-- START OF RECORDED INFORMATION --

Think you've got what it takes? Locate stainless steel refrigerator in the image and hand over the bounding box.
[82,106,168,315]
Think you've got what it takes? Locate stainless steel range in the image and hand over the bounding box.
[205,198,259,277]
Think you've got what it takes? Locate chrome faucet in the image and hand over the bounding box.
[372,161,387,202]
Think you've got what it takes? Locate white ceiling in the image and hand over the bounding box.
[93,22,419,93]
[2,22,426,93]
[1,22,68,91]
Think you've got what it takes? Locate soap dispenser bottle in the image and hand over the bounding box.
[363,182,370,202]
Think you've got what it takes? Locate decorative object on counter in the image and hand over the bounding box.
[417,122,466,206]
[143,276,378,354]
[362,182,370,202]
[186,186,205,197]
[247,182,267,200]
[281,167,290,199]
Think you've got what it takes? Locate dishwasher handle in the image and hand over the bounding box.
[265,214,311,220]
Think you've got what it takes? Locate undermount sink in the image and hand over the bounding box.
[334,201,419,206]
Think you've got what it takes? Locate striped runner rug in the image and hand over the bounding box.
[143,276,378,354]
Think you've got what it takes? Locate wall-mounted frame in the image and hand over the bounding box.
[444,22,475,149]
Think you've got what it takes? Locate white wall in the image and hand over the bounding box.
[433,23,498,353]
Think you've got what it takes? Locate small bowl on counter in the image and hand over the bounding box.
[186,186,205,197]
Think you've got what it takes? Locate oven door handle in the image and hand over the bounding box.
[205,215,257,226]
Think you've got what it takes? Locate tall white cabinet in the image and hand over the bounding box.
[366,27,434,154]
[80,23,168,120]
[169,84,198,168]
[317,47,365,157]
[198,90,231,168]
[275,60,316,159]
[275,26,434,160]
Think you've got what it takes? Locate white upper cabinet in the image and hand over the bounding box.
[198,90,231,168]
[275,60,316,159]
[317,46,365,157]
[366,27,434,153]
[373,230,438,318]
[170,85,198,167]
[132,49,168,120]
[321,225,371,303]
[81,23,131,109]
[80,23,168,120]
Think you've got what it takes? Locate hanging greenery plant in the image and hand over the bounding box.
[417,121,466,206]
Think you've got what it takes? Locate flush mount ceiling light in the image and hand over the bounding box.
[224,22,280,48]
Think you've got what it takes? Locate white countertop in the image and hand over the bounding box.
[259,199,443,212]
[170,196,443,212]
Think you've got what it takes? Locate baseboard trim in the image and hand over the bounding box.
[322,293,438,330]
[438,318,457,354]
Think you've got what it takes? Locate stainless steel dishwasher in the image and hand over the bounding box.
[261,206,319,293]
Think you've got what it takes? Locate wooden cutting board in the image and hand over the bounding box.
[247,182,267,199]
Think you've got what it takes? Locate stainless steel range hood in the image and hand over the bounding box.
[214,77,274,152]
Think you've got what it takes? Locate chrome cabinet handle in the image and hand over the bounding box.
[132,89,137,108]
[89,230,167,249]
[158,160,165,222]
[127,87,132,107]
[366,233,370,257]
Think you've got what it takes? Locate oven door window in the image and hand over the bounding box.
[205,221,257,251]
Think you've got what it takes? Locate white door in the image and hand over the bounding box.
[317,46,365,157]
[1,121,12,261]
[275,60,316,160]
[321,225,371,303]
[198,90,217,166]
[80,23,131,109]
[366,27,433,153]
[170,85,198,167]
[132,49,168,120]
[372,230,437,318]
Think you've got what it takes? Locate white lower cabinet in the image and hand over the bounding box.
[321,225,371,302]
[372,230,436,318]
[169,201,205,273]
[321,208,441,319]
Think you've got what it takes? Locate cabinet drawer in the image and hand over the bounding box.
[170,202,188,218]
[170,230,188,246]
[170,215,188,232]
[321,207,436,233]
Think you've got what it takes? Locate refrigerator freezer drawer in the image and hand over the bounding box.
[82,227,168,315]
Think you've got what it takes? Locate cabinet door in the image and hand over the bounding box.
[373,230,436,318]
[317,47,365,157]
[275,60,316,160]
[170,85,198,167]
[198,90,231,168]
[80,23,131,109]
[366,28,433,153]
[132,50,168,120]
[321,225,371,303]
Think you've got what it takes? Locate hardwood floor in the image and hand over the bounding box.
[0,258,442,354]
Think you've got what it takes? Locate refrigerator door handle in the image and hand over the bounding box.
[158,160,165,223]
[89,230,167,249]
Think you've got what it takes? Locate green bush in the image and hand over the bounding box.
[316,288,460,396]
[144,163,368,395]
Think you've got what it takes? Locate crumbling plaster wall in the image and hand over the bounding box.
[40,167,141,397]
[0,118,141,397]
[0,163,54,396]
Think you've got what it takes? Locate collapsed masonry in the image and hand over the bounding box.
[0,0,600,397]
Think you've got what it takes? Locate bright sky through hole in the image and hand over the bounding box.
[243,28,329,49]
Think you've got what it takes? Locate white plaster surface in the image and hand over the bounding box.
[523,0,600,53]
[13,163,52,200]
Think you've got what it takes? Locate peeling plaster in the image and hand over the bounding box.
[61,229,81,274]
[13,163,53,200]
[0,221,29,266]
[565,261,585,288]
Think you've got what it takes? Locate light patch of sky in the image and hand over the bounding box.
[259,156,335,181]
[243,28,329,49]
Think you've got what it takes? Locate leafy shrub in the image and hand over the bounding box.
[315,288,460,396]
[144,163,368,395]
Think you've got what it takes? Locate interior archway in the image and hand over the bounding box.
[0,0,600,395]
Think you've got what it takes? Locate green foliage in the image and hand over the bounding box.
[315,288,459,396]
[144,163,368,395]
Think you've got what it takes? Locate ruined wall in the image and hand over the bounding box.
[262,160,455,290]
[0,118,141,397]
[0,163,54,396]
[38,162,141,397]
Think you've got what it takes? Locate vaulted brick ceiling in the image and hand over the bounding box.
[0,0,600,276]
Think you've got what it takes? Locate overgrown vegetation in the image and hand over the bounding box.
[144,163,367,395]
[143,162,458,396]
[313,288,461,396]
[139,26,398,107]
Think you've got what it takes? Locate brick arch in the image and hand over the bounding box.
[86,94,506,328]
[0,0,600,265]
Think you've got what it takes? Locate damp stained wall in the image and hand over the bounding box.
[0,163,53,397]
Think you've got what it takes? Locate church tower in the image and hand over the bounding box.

-- END OF RECORDED INFORMATION --

- GIVEN TASK: Starting at the first of the entries above and ending at the line that contains "[334,201,419,206]", reproduce every line, requests included, with each bounding box coordinate scaled by 2.3 and rounded to a whole number, halves rounding up.

- TASK RESPONSE:
Think you've got what it takes? Locate stainless steel refrigerator in the image and hand over the bounding box.
[189,244,386,725]
Think you've got what it takes? Locate stainless steel range in the image and hand over the bounding box.
[472,455,596,637]
Think you've got what it takes? Locate chrome faucet in the image and hand over the bounding box.
[856,370,890,465]
Think you've got what it takes? Locate white ceiling in the image and hand over the bounding box.
[214,51,964,214]
[5,51,980,214]
[2,51,156,209]
Think you've got what it takes? Locate soap dispenser bottle in the image and hand over the bounding box.
[835,419,851,465]
Think you've got what it takes? Locate decorative object on counter in the image and hand over the bounding box.
[959,281,1072,474]
[329,635,869,814]
[833,419,851,465]
[428,428,472,453]
[568,419,614,460]
[646,384,667,458]
Think you've got what it takes? Locate dishwasher handle in the image and hand over the bounding box.
[610,492,715,506]
Think you've got what it takes? Locate undermount sink in the image and hand over the bounding box.
[768,462,964,474]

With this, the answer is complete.